TASK OBJECTIVE »
Translate this sentence from the text about Vassar faculty and staff into Spanish: "Coyle is leaving teaching to concentrate on five writing projects that are in the works, including a play."

EXERCISE TEXT »
- Opening Delimiter -

She arrived as a “modernist, Americanist”; but when she was assigned to teach a composition course during her first semester at Vassar, Coyle’s title reshaped itself. While critiquing her students’ writing, she realized she wanted to be writing. Coyle took on the assignment that she had given her students — to write a story. That story was soon published, and after eight years of work, it became the now-prolific writer’s first novel, The Kneeling Bus. “I very much needed the natural process, I suppose, of teaching what I was doing…rather than what I knew,” she said.

Coyle is leaving teaching to concentrate on five writing projects that are in the works, including a play. She also plans to re-read works by Wallace Stevens — the subject of two of her scholarly books. “I’ve been waiting until I turned a certain age to do it,” she said.

Shirley Maul
Associate Director of Reader Services, Library

“There have been tremendous, and very exciting changes in the library,” said Maul, who came to Vassar in 1973. She’s seen the building of the Lockwood and Ingram libraries and witnessed the transition from the Dewey Card Catalog to a computerized system. “I remember begging students to get on a VAX [Vassar email] account,” she said. “Now we can’t get them off the computers!”

Maul has also enjoyed advising first-year students each year and serving a stint as Davison House Fellow for four years. She is especially proud of her time on college committees, one of which created a full-time administrative position to address the needs and support of disabled members of the Vassar community. Another, which she chaired, established a firm copyright policy for the college. Maul plans to continue working at the library’s reference desk (“part-time, mainly to stay out of my husband’s hair”), but looks forward to visiting her grandchildren, working in her garden, and traveling to Japan, France, Germany, and Russia.

David Schalk
Professor of History, on the William R. Kenan Jr. Chair

Schalk came to Vassar in 1968, “at the peak of extreme historical and social tension.” The college, he said, “has a special quality that sets it apart. It’s an engagement to the real world, a quality going back to at least the suffragette movement, to Vassar’s involvement in WWI — to the point that the French government sent the school a tank in gratitude,” he noted. “Vassar has class in the best way — a combination of sophistication and social concern.”

- Closing Delimiter -

PROVIDED DATA »
- Opening Delimiter -

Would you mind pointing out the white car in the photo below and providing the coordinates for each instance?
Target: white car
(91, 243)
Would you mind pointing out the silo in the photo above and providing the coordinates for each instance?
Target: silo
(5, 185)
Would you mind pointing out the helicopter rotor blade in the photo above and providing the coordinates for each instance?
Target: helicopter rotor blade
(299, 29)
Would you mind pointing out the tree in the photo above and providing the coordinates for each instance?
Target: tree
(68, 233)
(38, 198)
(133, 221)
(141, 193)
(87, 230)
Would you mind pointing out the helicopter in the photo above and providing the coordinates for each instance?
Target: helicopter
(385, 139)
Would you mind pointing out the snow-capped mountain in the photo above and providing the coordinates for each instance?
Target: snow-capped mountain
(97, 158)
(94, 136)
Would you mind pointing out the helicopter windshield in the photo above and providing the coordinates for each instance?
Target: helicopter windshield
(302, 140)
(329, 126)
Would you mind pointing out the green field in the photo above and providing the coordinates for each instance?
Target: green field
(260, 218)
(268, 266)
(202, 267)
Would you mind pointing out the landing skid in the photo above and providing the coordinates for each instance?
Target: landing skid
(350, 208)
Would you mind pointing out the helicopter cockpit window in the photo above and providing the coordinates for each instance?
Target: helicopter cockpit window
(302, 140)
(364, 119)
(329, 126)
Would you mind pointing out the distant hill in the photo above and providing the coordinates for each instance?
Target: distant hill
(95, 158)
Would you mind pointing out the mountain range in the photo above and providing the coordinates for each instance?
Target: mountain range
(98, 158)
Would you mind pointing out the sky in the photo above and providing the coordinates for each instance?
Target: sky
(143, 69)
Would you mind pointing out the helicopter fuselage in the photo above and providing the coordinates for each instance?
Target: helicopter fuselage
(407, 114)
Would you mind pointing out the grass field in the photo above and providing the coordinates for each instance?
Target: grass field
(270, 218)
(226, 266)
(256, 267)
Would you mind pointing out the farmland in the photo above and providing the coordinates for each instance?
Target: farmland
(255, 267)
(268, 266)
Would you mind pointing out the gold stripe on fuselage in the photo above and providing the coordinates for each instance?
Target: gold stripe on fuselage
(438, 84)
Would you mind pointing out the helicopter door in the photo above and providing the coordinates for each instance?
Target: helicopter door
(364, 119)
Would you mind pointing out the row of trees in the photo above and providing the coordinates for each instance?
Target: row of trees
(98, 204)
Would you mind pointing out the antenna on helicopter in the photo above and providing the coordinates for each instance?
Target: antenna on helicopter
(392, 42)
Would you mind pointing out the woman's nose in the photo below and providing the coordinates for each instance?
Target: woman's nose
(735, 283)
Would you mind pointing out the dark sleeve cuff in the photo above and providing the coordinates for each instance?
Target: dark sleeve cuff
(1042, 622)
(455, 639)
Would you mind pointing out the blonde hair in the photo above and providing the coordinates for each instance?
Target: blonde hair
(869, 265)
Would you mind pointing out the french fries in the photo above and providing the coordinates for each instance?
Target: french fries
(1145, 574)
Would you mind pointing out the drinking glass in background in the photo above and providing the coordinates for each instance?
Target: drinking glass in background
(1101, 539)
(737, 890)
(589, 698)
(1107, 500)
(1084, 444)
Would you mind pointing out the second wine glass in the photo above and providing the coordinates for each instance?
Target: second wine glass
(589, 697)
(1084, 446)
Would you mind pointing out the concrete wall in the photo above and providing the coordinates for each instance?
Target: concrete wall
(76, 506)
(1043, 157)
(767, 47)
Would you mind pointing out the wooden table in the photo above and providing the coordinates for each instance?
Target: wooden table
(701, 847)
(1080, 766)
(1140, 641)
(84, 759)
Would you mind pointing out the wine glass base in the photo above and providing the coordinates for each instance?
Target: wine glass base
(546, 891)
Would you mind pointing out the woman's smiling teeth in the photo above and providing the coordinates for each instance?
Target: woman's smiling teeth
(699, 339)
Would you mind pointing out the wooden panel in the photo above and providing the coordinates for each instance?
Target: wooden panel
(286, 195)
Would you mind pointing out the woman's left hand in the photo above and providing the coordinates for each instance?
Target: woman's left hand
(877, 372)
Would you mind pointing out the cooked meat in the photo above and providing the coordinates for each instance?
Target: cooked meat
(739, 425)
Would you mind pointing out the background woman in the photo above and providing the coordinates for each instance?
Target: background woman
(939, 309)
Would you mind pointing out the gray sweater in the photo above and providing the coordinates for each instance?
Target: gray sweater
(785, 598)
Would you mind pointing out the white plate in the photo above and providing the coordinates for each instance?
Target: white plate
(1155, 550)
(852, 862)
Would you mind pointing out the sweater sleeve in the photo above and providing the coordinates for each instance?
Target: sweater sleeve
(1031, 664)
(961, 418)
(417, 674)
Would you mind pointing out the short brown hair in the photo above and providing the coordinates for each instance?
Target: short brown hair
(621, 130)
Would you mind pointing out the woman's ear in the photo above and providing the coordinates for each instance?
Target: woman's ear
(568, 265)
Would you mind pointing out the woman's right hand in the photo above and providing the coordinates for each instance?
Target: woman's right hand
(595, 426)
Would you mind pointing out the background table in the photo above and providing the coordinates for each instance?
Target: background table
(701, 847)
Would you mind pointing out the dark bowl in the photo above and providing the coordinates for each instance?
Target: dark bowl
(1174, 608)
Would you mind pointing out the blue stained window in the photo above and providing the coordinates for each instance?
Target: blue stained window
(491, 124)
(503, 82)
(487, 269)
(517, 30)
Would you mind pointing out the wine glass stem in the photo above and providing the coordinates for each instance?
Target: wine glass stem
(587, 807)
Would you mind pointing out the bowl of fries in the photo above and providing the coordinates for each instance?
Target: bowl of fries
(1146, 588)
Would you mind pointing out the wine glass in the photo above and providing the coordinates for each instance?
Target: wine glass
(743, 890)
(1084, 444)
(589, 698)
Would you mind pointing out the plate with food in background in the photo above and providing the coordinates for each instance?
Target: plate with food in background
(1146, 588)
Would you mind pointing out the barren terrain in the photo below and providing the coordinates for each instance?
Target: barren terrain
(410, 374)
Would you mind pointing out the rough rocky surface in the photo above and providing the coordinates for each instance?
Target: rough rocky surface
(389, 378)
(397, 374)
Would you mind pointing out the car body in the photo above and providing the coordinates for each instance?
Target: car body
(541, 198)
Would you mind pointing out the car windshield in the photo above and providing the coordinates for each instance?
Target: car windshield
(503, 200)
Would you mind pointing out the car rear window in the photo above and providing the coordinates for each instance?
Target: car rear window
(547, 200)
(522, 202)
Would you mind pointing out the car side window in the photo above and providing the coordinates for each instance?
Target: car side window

- Closing Delimiter -

EXPECTED ANSWER »
Coyle deja la docencia para concentrarse en cinco proyectos de escritura que tiene en marcha, entre ellos una obra de teatro.